- SET PROBLEM
Locate every line in the items that contains the string “curly”, and copy each of those lines in full.
[BEGIN]
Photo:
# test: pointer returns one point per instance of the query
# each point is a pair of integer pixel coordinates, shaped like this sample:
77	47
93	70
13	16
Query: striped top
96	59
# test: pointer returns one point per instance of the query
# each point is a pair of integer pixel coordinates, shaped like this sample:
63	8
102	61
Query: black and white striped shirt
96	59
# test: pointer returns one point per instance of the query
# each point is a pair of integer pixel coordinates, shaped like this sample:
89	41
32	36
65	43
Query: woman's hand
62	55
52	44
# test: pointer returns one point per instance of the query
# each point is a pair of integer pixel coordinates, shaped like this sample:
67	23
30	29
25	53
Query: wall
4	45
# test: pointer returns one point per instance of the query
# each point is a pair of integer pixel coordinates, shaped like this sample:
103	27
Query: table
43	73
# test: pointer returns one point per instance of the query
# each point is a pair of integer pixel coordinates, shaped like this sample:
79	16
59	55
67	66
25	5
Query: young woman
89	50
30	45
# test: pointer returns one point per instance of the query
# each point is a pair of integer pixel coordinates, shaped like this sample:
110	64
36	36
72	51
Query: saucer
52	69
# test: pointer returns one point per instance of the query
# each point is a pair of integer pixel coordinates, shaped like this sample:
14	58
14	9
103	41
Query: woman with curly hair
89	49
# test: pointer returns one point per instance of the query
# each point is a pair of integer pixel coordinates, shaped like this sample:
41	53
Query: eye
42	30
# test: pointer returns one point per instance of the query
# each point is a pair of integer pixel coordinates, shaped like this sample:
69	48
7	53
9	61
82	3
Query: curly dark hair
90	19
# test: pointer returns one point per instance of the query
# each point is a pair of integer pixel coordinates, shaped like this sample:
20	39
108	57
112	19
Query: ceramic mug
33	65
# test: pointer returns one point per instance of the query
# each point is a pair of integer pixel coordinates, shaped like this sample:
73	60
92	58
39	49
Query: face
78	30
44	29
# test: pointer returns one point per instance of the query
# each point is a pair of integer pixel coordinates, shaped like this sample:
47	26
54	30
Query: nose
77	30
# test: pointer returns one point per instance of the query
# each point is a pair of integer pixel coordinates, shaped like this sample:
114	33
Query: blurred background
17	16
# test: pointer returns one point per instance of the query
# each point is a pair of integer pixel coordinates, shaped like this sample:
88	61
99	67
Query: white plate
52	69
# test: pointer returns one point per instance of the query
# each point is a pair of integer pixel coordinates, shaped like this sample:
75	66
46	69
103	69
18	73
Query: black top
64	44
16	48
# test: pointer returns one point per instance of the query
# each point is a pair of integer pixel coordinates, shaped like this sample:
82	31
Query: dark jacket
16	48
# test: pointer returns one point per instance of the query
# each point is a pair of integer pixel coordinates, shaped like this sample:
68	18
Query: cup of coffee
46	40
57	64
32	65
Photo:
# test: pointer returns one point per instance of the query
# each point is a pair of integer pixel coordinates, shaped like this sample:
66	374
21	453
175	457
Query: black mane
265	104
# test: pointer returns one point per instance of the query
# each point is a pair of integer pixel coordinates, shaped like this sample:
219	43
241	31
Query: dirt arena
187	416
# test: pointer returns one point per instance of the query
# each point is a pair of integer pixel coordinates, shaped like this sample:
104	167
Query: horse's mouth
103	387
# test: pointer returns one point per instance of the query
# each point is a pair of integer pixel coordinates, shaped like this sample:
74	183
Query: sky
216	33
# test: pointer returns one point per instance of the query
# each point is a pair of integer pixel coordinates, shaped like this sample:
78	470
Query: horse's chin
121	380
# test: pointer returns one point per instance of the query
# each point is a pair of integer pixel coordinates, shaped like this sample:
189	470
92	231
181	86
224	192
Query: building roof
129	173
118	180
[END]
- OUTPUT FOR THIS TASK
Query: woman with curly hair
Query: curly dark hair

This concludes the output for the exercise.